Kapan Kemkes terbitkan surat penundaan pencabutan obat kanker ?

id Obat kanker

Kapan Kemkes terbitkan surat penundaan pencabutan obat kanker ?

Ilustrasi obat (Pixabay)

Jakarta (ANTARA) - Sekretaris Jenderal Perhimpunan Dokter Spesialis Bedah Digestif Indonesia (IKABDI) dr. A. Hamid Rochanan, SpB-KBD, MKes meminta Kementerian Kesehatan melakukan langkah konkrit terkait penundaan keputusan pencabutan beberapa obat terapi target kanker.

Pasalnya menurut Hamid, belum ada langkah konkrit terkait penundaan keputusan pencabutan beberapa obat terapi target kanker yang dijanjikan langsung oleh Menteri Kesehatan Nila Moeloek dalam Rapat Dengar Pendapat Umum (RDPU) dengan DPR pada 11 Maret lalu.

Belum adanya surat sebagai tindak lanjut RDPU itu membuat pasien kanker tak bisa mendapatkan obat yang menjadi haknya.

"Kami para ahli bedah digestif yang sehari-hari berinteraksi langsung dengan pasien kanker kolorektal merasa terpanggil melihat pasien tidak mendapatkan haknya atas obat dari BPJS Kesehatan karena belum ada edaran dari Kementerian Kesehatan untuk membatalkan keputusannya mencabut beberapa obat targeted therapy untuk kanker, termasuk kanker kolorektal," kata Hamid melalui siaran pers IKABDI, Jakarta, Selasa.
==*==
Daftar Tugas =>
[A] Tuliskan kembali paragraf berita obat kanker yang diawali "Pasalnya menurut Hamid" dalam bentuk daftar singkat tanpa menghilangkan fakta utamanya.
[B] Sambung berita tentang penundaan pencabutan obat kanker itu, dimulai sesudah kutipan terakhir dari Hamid.

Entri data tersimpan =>
==*==
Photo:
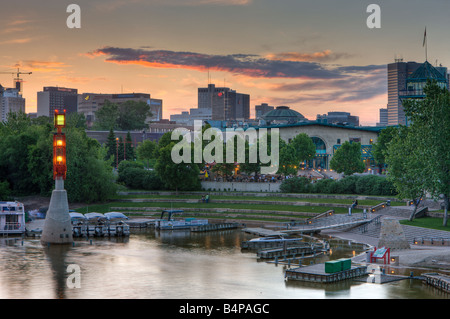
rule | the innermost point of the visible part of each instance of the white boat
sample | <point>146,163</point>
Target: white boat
<point>12,218</point>
<point>96,223</point>
<point>117,225</point>
<point>273,239</point>
<point>79,224</point>
<point>172,224</point>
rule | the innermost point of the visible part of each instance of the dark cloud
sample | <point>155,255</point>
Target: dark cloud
<point>243,64</point>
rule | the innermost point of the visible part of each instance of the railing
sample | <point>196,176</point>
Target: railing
<point>432,241</point>
<point>336,221</point>
<point>12,227</point>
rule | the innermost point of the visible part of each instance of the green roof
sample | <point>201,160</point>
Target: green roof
<point>427,71</point>
<point>283,113</point>
<point>376,129</point>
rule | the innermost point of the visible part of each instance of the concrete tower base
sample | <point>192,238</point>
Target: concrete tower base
<point>57,226</point>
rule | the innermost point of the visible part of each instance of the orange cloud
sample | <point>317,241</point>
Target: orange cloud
<point>325,55</point>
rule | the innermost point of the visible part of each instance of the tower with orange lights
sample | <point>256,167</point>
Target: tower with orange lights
<point>58,227</point>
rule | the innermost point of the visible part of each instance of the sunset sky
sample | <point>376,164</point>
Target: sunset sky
<point>314,56</point>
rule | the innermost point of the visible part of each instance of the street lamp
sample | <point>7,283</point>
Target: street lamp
<point>59,146</point>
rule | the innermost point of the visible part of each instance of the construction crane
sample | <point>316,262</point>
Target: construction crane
<point>17,82</point>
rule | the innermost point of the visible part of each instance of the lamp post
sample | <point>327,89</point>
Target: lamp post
<point>57,226</point>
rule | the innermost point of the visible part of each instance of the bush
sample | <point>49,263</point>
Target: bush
<point>296,185</point>
<point>324,186</point>
<point>151,181</point>
<point>136,177</point>
<point>347,185</point>
<point>363,185</point>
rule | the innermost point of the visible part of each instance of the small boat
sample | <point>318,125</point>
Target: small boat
<point>79,224</point>
<point>12,218</point>
<point>117,225</point>
<point>97,223</point>
<point>272,239</point>
<point>172,224</point>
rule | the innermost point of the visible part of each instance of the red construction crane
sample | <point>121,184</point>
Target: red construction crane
<point>17,82</point>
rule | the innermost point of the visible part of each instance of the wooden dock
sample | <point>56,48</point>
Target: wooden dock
<point>263,232</point>
<point>439,281</point>
<point>269,244</point>
<point>213,227</point>
<point>302,250</point>
<point>316,273</point>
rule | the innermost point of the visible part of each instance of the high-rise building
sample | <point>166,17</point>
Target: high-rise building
<point>56,98</point>
<point>10,101</point>
<point>89,103</point>
<point>225,104</point>
<point>262,109</point>
<point>416,82</point>
<point>398,72</point>
<point>383,117</point>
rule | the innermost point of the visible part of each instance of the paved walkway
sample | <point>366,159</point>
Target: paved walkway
<point>436,257</point>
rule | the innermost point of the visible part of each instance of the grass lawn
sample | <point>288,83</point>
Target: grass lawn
<point>427,222</point>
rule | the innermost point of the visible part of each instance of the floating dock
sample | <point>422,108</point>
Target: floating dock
<point>439,281</point>
<point>316,273</point>
<point>213,227</point>
<point>302,250</point>
<point>269,244</point>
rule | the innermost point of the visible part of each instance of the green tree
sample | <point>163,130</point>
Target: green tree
<point>288,159</point>
<point>347,159</point>
<point>405,166</point>
<point>430,122</point>
<point>380,147</point>
<point>182,176</point>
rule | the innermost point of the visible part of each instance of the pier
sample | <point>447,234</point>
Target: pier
<point>437,280</point>
<point>213,227</point>
<point>316,273</point>
<point>302,250</point>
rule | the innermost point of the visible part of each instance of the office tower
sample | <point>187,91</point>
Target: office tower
<point>10,101</point>
<point>398,72</point>
<point>383,117</point>
<point>56,98</point>
<point>225,103</point>
<point>89,103</point>
<point>262,109</point>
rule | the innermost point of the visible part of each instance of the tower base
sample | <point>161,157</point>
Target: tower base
<point>57,226</point>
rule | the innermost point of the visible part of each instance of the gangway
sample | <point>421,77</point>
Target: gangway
<point>333,222</point>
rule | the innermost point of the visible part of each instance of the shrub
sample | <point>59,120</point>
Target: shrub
<point>296,185</point>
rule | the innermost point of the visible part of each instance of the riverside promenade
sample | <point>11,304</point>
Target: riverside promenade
<point>417,256</point>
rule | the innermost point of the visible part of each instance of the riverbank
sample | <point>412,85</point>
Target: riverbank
<point>433,257</point>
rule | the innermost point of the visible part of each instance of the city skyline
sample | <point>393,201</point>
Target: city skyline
<point>313,57</point>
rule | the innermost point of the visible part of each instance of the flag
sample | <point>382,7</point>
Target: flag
<point>424,37</point>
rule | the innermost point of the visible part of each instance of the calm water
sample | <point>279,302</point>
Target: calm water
<point>173,265</point>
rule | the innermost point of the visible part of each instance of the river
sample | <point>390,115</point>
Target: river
<point>174,265</point>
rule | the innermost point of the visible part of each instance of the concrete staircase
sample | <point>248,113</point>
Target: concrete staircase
<point>412,233</point>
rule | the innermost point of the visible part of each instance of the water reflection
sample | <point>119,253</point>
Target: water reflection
<point>175,264</point>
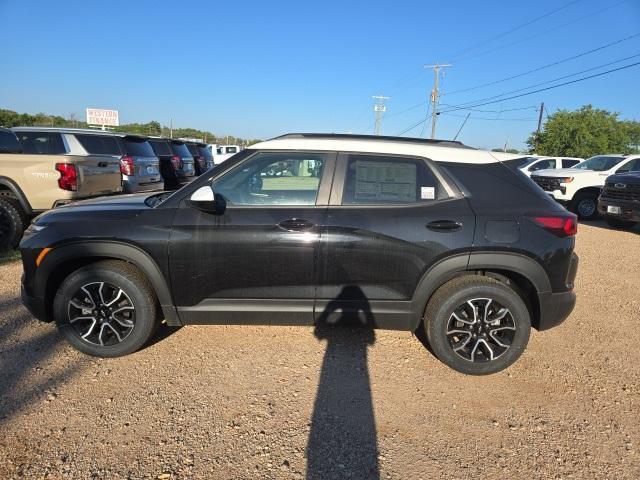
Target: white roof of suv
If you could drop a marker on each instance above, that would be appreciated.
(437, 150)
==*==
Jawaban Latihan =>
[A]
- Menurut Hamid, belum ada langkah konkret terkait penundaan keputusan pencabutan beberapa obat terapi target kanker.
- Penundaan itu dijanjikan langsung oleh Menteri Kesehatan Nila Moeloek.
- Janji tersebut disampaikan dalam Rapat Dengar Pendapat Umum (RDPU) dengan DPR pada 11 Maret.

[B]
Hamid menjelaskan bahwa IKABDI sudah berkomunikasi dengan para pejabat berbagai tingkatan di Kementerian Kesehatan mempertanyakan tidak adanya sosialisasi khusus mengenai penundaan pencabutan beberapa obat targeted therapy kanker.

Menurut Hamid, karena pembatalan itu sudah berlaku melalui Surat Keputusan Menteri Kesehatan pada 1 Maret 2019, maka harus ada surat pembatalan yang bisa menjadi pegangan.

"Ketika Menteri Kesehatan dalam RDPU dengan Komisi IX pada Senin 11 Maret 2019 mengatakan akan menunda pelaksanaan Keputusan Menteri Kesehatan Nomor HK.01.07/Menkes/707/2018, seharusnya ada sosialisasi dalam bentuk surat tertulis kepada rumah sakit-rumah sakit agar mereka punya pegangan untuk meresepkan obat yang sudah dicabut oleh surat yang berlaku sejak 1 Maret 2019 itu," kata Hamid.

Hamid menerangkan sekalipun dokter sudah meresepkan obat terapi target untuk diberikan kepada pasien, tapi pada kenyataannya pihak rumah sakit dan BPJS tidak memberikan obat tersebut.

"Bu Menteri mengatakan bahwa pasien akan tetap dilayani dengan kondisi seperti sebelum adanya surat pencabutan itu. Namun kenyataannya berdasarkan informasi di lapangan, dari 30 RS yang menangani pasien kanker kolorektal hingga pekan ini ada sekitar 75 pasien yang tidak terpenuhi haknya untuk dilayani dengan semestinya," kata Hamid.

Ketidakjelasan komunikasi mengenai penundaan pencabutan ini membuat pasien kesulitan untuk mendapatkan obatnya.